Exercise => Format the listing below as a two-column CSV headed text and answer, putting each text on its own row beside its answer. Quote every field and turn any line breaks inside it into spaces.

Rows =>
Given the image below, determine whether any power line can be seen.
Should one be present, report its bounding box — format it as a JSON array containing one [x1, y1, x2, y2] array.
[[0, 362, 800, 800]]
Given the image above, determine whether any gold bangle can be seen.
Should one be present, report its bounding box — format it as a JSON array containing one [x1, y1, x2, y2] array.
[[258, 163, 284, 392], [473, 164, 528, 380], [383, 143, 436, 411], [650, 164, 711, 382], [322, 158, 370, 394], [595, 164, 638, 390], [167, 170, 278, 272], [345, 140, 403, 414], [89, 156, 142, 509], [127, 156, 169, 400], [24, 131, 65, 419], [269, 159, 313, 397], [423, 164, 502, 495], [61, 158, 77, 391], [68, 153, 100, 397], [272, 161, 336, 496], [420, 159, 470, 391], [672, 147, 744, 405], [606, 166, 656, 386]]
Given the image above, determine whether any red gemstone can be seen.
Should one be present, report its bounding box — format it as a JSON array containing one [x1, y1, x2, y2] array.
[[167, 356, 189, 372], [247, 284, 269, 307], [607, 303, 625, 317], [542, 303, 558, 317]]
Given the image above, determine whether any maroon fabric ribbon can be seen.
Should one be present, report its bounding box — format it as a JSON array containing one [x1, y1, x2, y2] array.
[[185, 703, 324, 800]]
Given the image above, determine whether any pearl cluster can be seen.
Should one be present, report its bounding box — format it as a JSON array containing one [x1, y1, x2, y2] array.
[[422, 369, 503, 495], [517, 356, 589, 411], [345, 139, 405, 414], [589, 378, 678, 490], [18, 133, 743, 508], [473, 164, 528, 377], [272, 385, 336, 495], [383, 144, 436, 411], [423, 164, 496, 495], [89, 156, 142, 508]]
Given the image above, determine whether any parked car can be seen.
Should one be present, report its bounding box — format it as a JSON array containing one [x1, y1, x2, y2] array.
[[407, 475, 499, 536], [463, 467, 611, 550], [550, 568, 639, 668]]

Output for this task =>
text,answer
"Given the image below, determine whether any power line can be seen. Should one be present, report its bounding box — format it as a JSON array containing one [x1, y1, x2, y2] array.","[[0, 362, 800, 800]]"
"Given the image above, determine whether any gold bangle can be seen. Should one be present, report its bounding box — format it as a JSON array containing one [x1, y1, x2, y2] array.","[[258, 163, 284, 392], [473, 164, 528, 380], [383, 143, 436, 411], [650, 164, 711, 382], [322, 158, 370, 394], [595, 164, 638, 390], [167, 170, 278, 272], [345, 140, 403, 414], [89, 156, 142, 509], [127, 156, 169, 400], [24, 131, 65, 419], [269, 159, 313, 397], [423, 164, 502, 495], [61, 158, 77, 391], [68, 153, 100, 397], [272, 161, 336, 496], [420, 159, 470, 391], [672, 147, 744, 405], [606, 166, 656, 386]]"
"Given the image above, determine whether any red gemstone can be seen. Should one be present, report its bounding box — format it as a JSON array containing one [x1, y1, x2, y2] array.","[[167, 356, 189, 372], [247, 284, 269, 307], [607, 303, 625, 317], [542, 303, 558, 317]]"
"Given the image above, determine whether any maroon fabric ribbon can be seen. Should one be present, report its bounding box — format it as a JSON array containing one [x1, y1, x2, y2] array.","[[185, 703, 324, 800]]"
"Given the image above, determine whether any pearl cluster can be seen. Should one be present, report its bounding box — format it as a JSON array containing one [x1, y1, x2, y2] array.","[[422, 369, 503, 495], [517, 356, 589, 411], [345, 139, 405, 414], [589, 378, 678, 490], [18, 133, 743, 508], [473, 164, 528, 377], [272, 385, 336, 495], [383, 144, 436, 411], [423, 164, 496, 495], [89, 156, 142, 508]]"
"Given the image above, determine whether any parked car can be seen. Should one be present, report its bounding box — format it as a JSON array containing one [x1, y1, x2, y2] array.","[[407, 475, 499, 536], [463, 467, 611, 550], [550, 568, 639, 668]]"